----- Data excerpts

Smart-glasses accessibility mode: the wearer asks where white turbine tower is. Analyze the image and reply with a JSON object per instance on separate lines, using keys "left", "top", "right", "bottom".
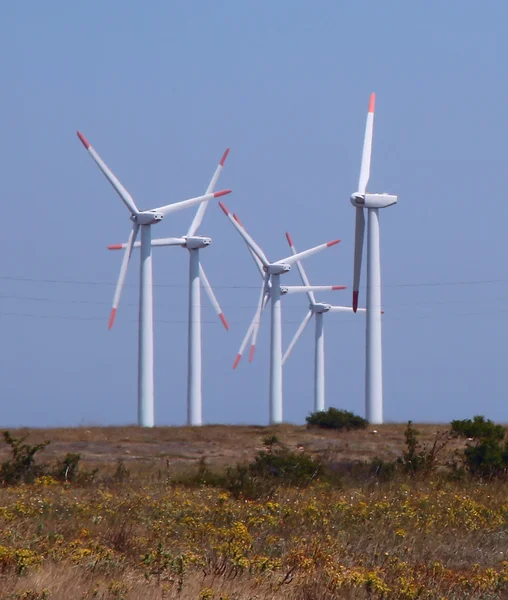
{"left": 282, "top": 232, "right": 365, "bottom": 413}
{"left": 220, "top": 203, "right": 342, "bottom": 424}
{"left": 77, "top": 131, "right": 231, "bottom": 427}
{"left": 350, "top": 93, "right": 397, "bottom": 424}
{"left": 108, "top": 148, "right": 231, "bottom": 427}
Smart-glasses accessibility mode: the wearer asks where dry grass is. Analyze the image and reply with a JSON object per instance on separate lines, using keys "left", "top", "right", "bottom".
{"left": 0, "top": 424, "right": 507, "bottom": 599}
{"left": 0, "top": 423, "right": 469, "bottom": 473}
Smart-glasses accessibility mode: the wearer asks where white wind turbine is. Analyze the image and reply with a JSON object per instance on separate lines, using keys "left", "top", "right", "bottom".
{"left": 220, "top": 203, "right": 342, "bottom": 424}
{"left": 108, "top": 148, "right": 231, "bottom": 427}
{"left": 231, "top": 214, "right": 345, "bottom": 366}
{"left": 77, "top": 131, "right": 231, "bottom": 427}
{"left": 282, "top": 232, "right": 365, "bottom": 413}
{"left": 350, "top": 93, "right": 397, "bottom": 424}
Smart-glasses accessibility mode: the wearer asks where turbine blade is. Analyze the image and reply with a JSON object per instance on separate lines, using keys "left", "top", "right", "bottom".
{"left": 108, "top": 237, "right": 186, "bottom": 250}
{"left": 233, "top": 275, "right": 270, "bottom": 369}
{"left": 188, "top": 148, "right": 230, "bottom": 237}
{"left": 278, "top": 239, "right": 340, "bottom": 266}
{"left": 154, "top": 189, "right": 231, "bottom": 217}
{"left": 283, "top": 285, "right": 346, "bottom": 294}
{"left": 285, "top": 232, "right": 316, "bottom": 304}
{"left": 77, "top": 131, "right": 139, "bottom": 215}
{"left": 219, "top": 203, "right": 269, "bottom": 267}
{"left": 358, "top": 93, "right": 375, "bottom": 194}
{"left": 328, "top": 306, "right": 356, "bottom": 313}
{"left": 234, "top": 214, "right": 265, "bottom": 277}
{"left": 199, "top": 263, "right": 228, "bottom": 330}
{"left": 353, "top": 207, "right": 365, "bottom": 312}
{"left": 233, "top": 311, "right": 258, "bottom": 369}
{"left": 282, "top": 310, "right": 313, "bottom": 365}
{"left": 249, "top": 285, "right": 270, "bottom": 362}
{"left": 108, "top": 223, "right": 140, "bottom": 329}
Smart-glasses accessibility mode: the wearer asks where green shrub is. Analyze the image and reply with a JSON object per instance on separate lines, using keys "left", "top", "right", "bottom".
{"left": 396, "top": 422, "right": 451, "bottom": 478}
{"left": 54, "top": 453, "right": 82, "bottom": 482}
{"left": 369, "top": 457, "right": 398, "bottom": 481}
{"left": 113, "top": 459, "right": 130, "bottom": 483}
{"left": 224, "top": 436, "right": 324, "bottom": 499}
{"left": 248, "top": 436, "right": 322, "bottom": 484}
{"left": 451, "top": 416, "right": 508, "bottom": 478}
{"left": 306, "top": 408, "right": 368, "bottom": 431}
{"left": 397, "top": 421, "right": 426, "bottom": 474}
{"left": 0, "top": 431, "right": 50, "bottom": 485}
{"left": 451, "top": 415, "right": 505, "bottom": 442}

----------

__Directions for this task__:
Please repeat all of the data exactly, excluding images.

__Solution__:
Smart-glasses accessibility mode: the wearer asks where white turbine tower is. Analyze the image and reply with a JSON object per instance on separate lines, using keys "left", "top", "right", "bottom".
{"left": 282, "top": 232, "right": 365, "bottom": 413}
{"left": 220, "top": 203, "right": 342, "bottom": 424}
{"left": 77, "top": 131, "right": 231, "bottom": 427}
{"left": 350, "top": 93, "right": 397, "bottom": 424}
{"left": 108, "top": 148, "right": 231, "bottom": 427}
Smart-glasses accessibility mode: the wearer asks where dry grass is. Analyze the image and reply with a JSON object per instance on separate lines, using keys "left", "top", "right", "bottom".
{"left": 0, "top": 424, "right": 507, "bottom": 599}
{"left": 0, "top": 423, "right": 469, "bottom": 473}
Smart-glasses accessibility mode: the wearer asks where white wind turbine is. Analyze the image and reply with a JSON object per instance on separate lines, using keys "left", "top", "right", "bottom".
{"left": 220, "top": 203, "right": 342, "bottom": 424}
{"left": 108, "top": 148, "right": 231, "bottom": 427}
{"left": 231, "top": 214, "right": 345, "bottom": 366}
{"left": 77, "top": 131, "right": 231, "bottom": 427}
{"left": 282, "top": 232, "right": 365, "bottom": 413}
{"left": 350, "top": 93, "right": 397, "bottom": 424}
Smart-glasses accessibility mode: the wearer asks where turbine blade is. Analyze the image and reply with a JSON object per instance on separate lines, using keys "left", "top", "right", "bottom".
{"left": 108, "top": 237, "right": 186, "bottom": 250}
{"left": 233, "top": 275, "right": 270, "bottom": 369}
{"left": 188, "top": 148, "right": 230, "bottom": 237}
{"left": 278, "top": 239, "right": 340, "bottom": 266}
{"left": 154, "top": 189, "right": 231, "bottom": 217}
{"left": 283, "top": 285, "right": 346, "bottom": 294}
{"left": 285, "top": 232, "right": 316, "bottom": 304}
{"left": 77, "top": 131, "right": 139, "bottom": 215}
{"left": 219, "top": 203, "right": 269, "bottom": 267}
{"left": 358, "top": 93, "right": 375, "bottom": 194}
{"left": 328, "top": 306, "right": 356, "bottom": 313}
{"left": 234, "top": 214, "right": 265, "bottom": 277}
{"left": 199, "top": 263, "right": 228, "bottom": 330}
{"left": 353, "top": 207, "right": 365, "bottom": 312}
{"left": 233, "top": 311, "right": 258, "bottom": 369}
{"left": 282, "top": 310, "right": 313, "bottom": 365}
{"left": 249, "top": 285, "right": 270, "bottom": 362}
{"left": 108, "top": 223, "right": 140, "bottom": 329}
Smart-glasses accessibility mode: the wearer asks where green shrub is. Analyze the image and reply with a JSON object per instance on separate lines, using keys "left", "top", "right", "bottom".
{"left": 396, "top": 422, "right": 451, "bottom": 478}
{"left": 54, "top": 453, "right": 82, "bottom": 482}
{"left": 369, "top": 457, "right": 398, "bottom": 481}
{"left": 113, "top": 459, "right": 130, "bottom": 483}
{"left": 224, "top": 436, "right": 324, "bottom": 499}
{"left": 248, "top": 436, "right": 322, "bottom": 484}
{"left": 451, "top": 416, "right": 508, "bottom": 478}
{"left": 306, "top": 408, "right": 368, "bottom": 431}
{"left": 397, "top": 421, "right": 426, "bottom": 474}
{"left": 0, "top": 431, "right": 50, "bottom": 485}
{"left": 451, "top": 415, "right": 505, "bottom": 442}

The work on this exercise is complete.